-- PASSAGE FOR REVIEW follows --

Frankly, I was sad. How can someone put thousands of dollars on the stock market without trying to understand what he owns? How can someone trusts somebody he doesn't know just because the guy works in investment and live in super expensive Vancouver? 

I tried to make him understand that if we were with Vicario, it was because him and I shared a similar approach about the stock market. Otherwise, how could have we got together if our philosophies were very different? In other words, why trusting Vicario if he didn’t trust me?

I wrote that before but it's as true as ever: that friend wants emotions with the stock market. He sees it all like a big casino and acts with feeling instead of reflexion. He never took the time to calculate his performance and I bet that he would be pretty disappointed to see it VS the market. But I don't think that it matters to him. He wants to come back from the casino one night, telling his friend that he made 1000$ on the roulette. Not poker, not Black Jack: the roulette. The game were your chances are as random as possible to make money. 

********************

After all, buying a mine or an oil and gas company, is comparable to buying a normal retailer that sells clothes like 100 other retailers. Why would you buy Sears over Macy's? Which one has an advantage over the other? What's promising with these businesses? 

Worse than that, an oil and gas company depends on the price of the resource which is fixed by a cartel and there's a shitload of competition in that field. That's the exact opposite of a company that builds and sells Iphone, for instance (yes, there's competition with cell phones, but each company has it's edge and they can charge the price they want, if they have a big edge).

-- PASSAGE FOR REVIEW concluded --
-- SOURCE DATA follows --

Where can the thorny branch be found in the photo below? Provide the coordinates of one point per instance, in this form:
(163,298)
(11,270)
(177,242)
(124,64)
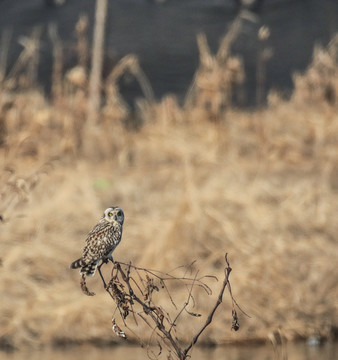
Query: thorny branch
(132,289)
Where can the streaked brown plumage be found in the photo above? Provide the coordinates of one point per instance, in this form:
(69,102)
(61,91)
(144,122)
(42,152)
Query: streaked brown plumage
(101,241)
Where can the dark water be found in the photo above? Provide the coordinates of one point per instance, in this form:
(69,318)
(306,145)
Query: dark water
(327,351)
(163,36)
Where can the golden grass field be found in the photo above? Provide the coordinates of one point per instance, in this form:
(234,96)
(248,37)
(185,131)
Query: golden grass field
(194,183)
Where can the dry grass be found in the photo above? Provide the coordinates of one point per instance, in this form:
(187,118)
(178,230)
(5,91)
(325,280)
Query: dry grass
(261,186)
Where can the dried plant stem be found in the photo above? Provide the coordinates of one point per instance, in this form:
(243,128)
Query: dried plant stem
(140,302)
(227,271)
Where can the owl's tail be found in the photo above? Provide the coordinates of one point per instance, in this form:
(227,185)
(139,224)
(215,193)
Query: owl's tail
(86,269)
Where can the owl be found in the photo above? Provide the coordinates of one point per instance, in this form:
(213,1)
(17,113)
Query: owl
(101,241)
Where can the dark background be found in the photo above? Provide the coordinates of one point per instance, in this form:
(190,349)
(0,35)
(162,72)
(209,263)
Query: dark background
(163,36)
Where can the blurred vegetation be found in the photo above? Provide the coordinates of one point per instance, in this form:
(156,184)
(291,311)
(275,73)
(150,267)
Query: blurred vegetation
(195,180)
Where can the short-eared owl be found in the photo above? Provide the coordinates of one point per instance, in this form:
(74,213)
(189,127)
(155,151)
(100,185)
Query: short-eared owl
(101,241)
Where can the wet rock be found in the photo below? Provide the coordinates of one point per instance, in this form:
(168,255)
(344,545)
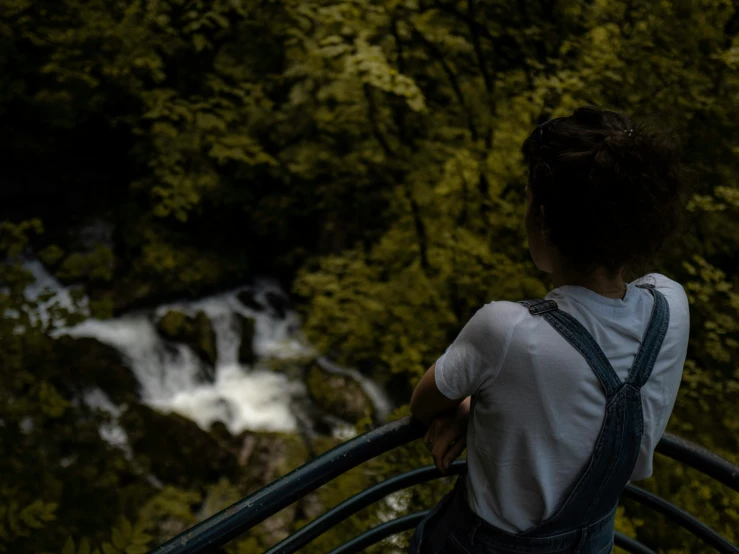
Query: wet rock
(246,346)
(279,303)
(175,449)
(86,363)
(266,456)
(337,394)
(197,332)
(246,297)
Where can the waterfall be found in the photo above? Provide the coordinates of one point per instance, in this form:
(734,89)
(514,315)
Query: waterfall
(170,374)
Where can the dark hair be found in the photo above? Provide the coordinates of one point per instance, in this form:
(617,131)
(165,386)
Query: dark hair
(613,190)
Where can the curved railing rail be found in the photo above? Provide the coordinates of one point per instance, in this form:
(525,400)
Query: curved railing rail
(248,512)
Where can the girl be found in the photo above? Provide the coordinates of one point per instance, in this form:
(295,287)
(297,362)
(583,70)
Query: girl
(561,401)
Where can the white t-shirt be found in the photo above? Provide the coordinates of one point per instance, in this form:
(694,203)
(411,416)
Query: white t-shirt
(538,405)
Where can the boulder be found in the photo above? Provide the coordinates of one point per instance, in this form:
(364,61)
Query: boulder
(86,363)
(175,449)
(246,346)
(338,395)
(246,297)
(196,332)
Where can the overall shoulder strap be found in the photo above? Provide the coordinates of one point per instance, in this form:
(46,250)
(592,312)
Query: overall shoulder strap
(651,344)
(579,337)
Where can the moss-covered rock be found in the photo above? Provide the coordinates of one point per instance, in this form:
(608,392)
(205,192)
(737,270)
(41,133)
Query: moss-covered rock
(337,394)
(86,363)
(246,297)
(265,456)
(246,346)
(197,332)
(279,303)
(175,449)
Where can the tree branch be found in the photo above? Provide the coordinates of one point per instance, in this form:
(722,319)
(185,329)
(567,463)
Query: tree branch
(452,80)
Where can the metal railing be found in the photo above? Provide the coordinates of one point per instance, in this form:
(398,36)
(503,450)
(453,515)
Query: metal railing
(224,526)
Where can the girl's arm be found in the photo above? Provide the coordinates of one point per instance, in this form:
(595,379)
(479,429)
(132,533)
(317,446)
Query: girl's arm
(427,402)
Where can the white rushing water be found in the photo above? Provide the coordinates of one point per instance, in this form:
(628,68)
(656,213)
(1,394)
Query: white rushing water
(171,376)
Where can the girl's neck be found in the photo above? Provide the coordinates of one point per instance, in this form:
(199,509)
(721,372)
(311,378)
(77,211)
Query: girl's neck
(600,281)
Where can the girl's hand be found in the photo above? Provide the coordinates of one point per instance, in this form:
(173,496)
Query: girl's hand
(446,435)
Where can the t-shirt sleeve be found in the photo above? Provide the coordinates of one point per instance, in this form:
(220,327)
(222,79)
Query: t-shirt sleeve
(673,349)
(474,359)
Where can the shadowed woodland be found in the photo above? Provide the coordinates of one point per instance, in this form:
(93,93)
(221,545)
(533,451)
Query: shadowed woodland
(367,156)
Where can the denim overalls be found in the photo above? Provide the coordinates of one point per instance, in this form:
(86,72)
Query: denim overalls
(584,522)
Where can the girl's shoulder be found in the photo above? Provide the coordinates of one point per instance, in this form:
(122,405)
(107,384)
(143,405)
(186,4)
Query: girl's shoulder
(673,291)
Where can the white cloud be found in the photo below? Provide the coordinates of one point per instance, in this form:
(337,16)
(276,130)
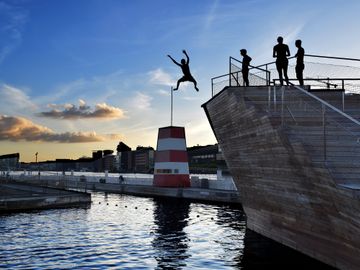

-- SOURCE DATA concluded --

▸ YOUR TASK:
Continue the blog post on stock market investing, starting right after its final sentence.

▸ ANSWER:
jeudi 3 septembre 2020

Vicario's Costco Basket

I just come back from 10 days in the west (Alberta and BC). I really enjoyed Banff and Jasper because of their incredible sceneries. But the most incredible scenery will probably be getting close to Jason Del Vicario and his family.

Because Vicario invited me to sleep at his cabin located on an island, close to Vancouver. We went to Costco together, we went to some Liquor Store, we took his boat to go to his cabin, we drank beer, we smoked a bit, we swam in the cold water of the Pacific Ocean in front of his cabin, we ate salmon and shrimps together (both caught by him) and we fished for almost 12 hours the next day. Holy fucking shit, what an adventure it was. 

I hear you asking: "What does Vicario put in his basket at Costco?". Yeah, great question my friends. Nothing better than a picture to answer that question:



Vicario is kind of a hippie. He lives in a cabin that is almost autonomous with solar panels and barrels to receive the rain. That guy is surely not the kind that buys a Ferrari and snorts coke. He's much more the kind of guy that lives in nature and that washes in the Pacific instead of in a shower. I wouldn’t be surprised if  he’d piss and shit there too.

It takes a lot of trust to invite someone you've only seen for a couple of hours in a bar in Quebec city to your cabin located more than 3000 kilometers away. 

In contrast, I'm someone who doesn't really like people in general, and I don't usually trust people on the Internet. I usually think that some shit will happen to me if I trust them. But Vicario invited me at the place where he shits every day, among his wife and four boys. He's been very generous and simple and didn't try at all to impress me. Oh shit no. There was food dropped on the floor by his kids at many places, it was really "what you see is what you get". How can you not trust someone like that?

I'm not saying to have a blind trust on Vicario, such as a blind trust on me or anyone else. But he's cool and simple and so many people are fucking assholes or search exposure for the wrong reasons (they couldn't play the guitar and become a rock star, so they try to become star investors). Vicario is not like that... well, I don't think he's like that from what I've seen. 

So, him and Be Smart Rich are, to me, the two only guys related to investment in Canada that get my Penetrator love stamp.